Отрывок для чтения -
Дата
Автор
Скрыт
Сохранённая копия
Original Material

Гюляра Садых-заде. Дети подземелья: юная любовь цветет на фоне серых стен

Дети подземелья: юная любовь цветет на фоне серых стен
Или: Кто тебя выдумал, серая страна?
Или: Музыка Пуччини спасает спектакль Мариинского театра


Гюляра Садых-заде

Дата публикации: 20 Марта 2001

О чередную премьеру Мариинского театра - "Богему" Джакомо Пуччини - при всем желании и наличии доброй воли удачей не назовешь. Даже на фоне таких малопрофессиональных постановок, как недавняя "Саломея", немощная, но по крайней мере наивно-красочная "Богема", созданная усилиями англо-австралийской бригады постановщиков - режиссера Иана Джаджа, сценографа Тима Гудчайлда и художника по свету Найджела Левингса, - оставляет ощущение какой-то особенной, невыносимой серости как в буквальном, так и в переносном смысле слова.

В спектакле серо все: и сумрачно-однотонный колорит, в котором выдержаны декорации, и тусклый белесоватый свет, словно нехотя озаряющий темноватую сцену, и бегущие светлые перистые облачка по темному (кстати, тоже серому) заднику, и стертость клишированных мизансцен, торжествующая банальность которых отсылает к сугубому и некритически воспринятому "реализьму". Под тоннами серой краски погребены живая трепетность бессмертного творения Пуччини , трактующего о быстролетности юной любви и суровой непреложности смерти, весь шарм трогательных и безыскусных пуччиниевских мелодий, лирическим током которых напоена опера. Даже забавные жанровые сценки - в кабачке, с Перпиньолем, продавцом игрушек, с лукавой насмешницей Мюзеттой и ее надутым кавалером - поставлены натянуто, без огня и тени веселья. Этим авторы спектакля напрочь выхолостили из единственной массовой сцены оперы приподнято-праздничную атмосферу Сочельника, что, по замыслу Пуччини, должна царить в приятное время предрождественских хлопот на парижских улицах. Вместо шумной и подвижной ребячьей толпы, бегущей за Перпиньолем, - оголенная середина сцены, на которой лишь на мгновение появляется елка-витрина. Сами же дети почти сразу оттесняются на задний план, за дощатый подиум, тянущийся через всю сцену, и стоят там смирнехонько, полускрытые сценической конструкцией. Вместо пестрых фонариков - одинаковые массивные белые фонари, медленно и степенно выползающие из-под колосников. Вместо бурления возбужденной толпы -бестолковая и бесформенная суматоха маловыразительных персонажей.

Исходные записи -
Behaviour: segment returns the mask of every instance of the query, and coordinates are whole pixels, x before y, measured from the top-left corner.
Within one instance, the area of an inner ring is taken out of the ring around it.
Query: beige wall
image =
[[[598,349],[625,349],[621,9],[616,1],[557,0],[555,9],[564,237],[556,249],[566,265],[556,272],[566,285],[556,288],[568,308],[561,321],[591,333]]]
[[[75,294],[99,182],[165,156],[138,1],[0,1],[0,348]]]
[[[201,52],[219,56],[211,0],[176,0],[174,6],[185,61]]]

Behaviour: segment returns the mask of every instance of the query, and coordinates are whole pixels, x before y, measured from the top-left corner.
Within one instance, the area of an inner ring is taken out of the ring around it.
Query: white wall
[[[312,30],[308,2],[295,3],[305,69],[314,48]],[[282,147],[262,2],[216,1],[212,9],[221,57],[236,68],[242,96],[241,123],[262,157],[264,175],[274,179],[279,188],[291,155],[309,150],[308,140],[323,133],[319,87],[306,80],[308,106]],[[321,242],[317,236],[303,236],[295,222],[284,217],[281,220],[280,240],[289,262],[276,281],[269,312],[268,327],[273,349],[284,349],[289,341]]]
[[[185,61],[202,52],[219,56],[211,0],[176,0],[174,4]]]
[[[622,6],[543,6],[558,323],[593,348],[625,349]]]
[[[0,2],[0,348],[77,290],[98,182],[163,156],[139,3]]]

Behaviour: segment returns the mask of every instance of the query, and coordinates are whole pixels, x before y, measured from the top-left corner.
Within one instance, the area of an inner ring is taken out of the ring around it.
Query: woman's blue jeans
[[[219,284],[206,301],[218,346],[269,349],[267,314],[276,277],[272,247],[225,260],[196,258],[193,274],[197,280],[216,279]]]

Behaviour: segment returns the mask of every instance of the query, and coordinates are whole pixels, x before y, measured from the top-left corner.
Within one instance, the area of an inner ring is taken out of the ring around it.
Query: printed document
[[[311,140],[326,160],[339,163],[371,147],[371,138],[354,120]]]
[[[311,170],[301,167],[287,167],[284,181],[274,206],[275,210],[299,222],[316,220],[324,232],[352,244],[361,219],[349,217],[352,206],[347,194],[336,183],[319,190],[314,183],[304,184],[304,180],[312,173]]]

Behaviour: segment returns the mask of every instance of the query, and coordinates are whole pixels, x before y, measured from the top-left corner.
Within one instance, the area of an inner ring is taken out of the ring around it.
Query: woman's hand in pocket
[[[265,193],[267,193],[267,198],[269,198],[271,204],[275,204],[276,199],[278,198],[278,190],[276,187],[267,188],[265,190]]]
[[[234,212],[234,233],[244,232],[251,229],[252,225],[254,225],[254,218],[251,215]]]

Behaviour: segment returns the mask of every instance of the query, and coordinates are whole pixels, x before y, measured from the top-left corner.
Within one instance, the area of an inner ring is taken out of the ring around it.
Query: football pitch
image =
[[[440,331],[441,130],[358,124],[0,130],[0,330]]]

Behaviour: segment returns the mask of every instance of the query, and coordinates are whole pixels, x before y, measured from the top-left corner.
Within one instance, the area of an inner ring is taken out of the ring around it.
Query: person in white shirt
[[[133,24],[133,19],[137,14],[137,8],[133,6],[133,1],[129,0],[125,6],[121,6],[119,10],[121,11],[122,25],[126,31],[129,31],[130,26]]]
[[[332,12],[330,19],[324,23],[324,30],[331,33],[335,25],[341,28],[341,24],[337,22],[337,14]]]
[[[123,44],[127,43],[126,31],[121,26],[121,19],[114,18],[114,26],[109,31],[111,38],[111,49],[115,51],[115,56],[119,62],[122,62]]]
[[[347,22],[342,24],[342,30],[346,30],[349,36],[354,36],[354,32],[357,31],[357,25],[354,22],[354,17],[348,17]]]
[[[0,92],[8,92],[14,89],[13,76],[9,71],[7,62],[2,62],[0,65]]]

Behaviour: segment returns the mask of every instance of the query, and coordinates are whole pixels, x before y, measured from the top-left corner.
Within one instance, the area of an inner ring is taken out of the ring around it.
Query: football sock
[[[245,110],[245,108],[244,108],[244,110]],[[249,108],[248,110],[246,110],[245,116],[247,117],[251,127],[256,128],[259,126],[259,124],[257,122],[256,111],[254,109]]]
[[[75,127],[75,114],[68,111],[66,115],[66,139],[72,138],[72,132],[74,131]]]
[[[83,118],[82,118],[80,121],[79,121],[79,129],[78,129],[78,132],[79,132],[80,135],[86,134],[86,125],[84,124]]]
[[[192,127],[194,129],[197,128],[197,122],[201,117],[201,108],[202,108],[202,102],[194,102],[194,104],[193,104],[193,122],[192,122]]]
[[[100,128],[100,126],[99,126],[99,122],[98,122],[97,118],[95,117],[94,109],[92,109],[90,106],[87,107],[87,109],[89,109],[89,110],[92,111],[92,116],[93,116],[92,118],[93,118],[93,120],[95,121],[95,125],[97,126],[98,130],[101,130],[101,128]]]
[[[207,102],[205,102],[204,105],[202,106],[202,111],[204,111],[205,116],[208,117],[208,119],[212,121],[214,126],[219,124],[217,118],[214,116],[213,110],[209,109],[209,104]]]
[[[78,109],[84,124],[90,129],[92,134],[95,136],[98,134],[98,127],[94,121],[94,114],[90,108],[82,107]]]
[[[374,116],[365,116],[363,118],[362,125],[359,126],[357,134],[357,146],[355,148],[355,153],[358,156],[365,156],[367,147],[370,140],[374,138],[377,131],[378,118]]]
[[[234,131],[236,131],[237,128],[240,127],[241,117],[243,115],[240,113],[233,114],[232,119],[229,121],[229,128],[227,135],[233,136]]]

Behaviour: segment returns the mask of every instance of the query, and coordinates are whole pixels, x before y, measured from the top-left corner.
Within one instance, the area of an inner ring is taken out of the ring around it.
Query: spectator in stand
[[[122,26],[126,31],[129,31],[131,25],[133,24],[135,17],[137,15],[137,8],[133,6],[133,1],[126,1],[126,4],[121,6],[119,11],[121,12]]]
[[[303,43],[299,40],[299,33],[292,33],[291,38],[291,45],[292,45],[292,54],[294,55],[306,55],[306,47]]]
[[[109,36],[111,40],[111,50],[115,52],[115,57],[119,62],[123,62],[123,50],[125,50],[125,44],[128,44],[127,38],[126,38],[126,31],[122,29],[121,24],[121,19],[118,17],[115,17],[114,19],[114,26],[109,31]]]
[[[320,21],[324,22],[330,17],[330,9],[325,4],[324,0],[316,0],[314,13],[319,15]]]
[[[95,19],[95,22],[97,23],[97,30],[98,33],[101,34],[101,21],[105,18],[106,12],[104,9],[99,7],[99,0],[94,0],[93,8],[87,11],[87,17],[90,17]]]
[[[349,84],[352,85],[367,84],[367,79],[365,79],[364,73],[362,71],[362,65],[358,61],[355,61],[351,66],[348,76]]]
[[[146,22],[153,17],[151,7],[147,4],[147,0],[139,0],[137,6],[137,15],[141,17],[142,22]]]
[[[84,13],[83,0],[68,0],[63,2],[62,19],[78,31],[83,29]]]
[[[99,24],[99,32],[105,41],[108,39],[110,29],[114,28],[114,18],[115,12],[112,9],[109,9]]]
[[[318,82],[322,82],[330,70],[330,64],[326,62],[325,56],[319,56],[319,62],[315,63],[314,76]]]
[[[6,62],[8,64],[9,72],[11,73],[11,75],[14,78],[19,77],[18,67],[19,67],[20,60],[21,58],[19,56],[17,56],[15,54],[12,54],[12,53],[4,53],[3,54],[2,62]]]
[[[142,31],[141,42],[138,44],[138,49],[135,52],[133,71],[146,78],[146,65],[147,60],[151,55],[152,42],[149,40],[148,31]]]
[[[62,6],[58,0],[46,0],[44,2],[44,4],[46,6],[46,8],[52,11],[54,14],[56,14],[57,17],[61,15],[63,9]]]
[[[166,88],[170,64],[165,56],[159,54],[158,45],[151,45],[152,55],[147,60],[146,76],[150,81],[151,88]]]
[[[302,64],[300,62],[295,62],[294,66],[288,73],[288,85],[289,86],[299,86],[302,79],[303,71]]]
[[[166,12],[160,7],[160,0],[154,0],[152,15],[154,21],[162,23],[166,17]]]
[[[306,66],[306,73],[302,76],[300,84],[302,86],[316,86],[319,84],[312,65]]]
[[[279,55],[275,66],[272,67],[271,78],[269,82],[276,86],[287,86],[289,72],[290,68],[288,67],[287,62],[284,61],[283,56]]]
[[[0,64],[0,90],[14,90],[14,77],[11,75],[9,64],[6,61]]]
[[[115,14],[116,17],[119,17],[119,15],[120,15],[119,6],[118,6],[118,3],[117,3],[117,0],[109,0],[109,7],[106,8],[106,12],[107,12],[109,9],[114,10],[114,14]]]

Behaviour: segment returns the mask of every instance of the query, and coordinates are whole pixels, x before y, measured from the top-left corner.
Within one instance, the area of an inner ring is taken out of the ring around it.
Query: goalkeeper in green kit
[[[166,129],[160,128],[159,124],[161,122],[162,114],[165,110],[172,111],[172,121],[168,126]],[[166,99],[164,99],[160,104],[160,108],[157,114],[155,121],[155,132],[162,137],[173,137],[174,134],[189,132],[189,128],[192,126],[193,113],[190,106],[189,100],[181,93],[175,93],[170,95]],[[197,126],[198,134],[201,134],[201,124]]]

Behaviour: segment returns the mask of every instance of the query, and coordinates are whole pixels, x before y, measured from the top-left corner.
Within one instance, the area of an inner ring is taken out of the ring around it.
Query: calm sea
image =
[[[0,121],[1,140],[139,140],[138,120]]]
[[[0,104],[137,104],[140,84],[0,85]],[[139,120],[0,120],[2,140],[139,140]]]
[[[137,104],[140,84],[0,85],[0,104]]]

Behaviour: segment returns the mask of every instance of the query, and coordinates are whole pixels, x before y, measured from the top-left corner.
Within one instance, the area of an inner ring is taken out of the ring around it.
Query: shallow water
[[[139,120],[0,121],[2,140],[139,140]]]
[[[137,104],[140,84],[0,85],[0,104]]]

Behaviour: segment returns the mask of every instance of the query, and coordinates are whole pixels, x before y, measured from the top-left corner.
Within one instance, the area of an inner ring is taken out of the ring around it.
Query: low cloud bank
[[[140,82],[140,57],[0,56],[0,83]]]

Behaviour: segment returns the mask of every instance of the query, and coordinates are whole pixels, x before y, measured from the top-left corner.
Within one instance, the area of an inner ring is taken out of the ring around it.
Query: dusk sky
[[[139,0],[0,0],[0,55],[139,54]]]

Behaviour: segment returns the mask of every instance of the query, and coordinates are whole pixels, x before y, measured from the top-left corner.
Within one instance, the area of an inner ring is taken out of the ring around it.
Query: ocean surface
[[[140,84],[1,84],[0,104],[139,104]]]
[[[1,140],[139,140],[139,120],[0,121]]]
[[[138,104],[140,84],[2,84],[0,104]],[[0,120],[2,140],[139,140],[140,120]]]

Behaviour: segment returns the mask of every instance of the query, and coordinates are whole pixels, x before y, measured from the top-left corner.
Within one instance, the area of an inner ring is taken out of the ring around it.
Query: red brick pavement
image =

Короткое задание 1 -
Согласуются ли с рецензией на «Богему» утверждения ниже? Ответьте «да» или «нет» на каждое и приведите решающие слова рецензии точной цитатой.
(а) Декорации спектакля выдержаны в ярких, пестрых тонах.
(б) Сценографом постановки был Тим Гудчайлд.
(в) В сцене с Перпиньолем дети весь эпизод остаются в центре сцены.
Короткое задание 2 -
Ответьте по рецензии на «Богему»:
(а) Какая дата публикации указана?
(б) Кто был художником по свету?
(в) Что появляется на сцене вместо пестрых фонариков?
Короткое задание 3 - Перепечатайте фрагмент рецензии на «Богему», начиная со слов «Или: Музыка Пуччини» и заканчивая словами «переносном смысле слова.».

Полный ответ 1 -
(а) Нет: «сумрачно-однотонный колорит, в котором выдержаны декорации».
(б) Да: «сценографа Тима Гудчайлда».
(в) Нет: «Сами же дети почти сразу оттесняются на задний план».

Полный ответ 2 -
(а) 20 марта 2001 года.
(б) Найджел Левингс.
(в) Одинаковые массивные белые фонари, которые медленно и степенно выползают из-под колосников.

Полный ответ 3 -
Или: Музыка Пуччини спасает спектакль Мариинского театра


Гюляра Садых-заде

Дата публикации: 20 Марта 2001

О чередную премьеру Мариинского театра - "Богему" Джакомо Пуччини - при всем желании и наличии доброй воли удачей не назовешь. Даже на фоне таких малопрофессиональных постановок, как недавняя "Саломея", немощная, но по крайней мере наивно-красочная "Богема", созданная усилиями англо-австралийской бригады постановщиков - режиссера Иана Джаджа, сценографа Тима Гудчайлда и художника по свету Найджела Левингса, - оставляет ощущение какой-то особенной, невыносимой серости как в буквальном, так и в переносном смысле слова.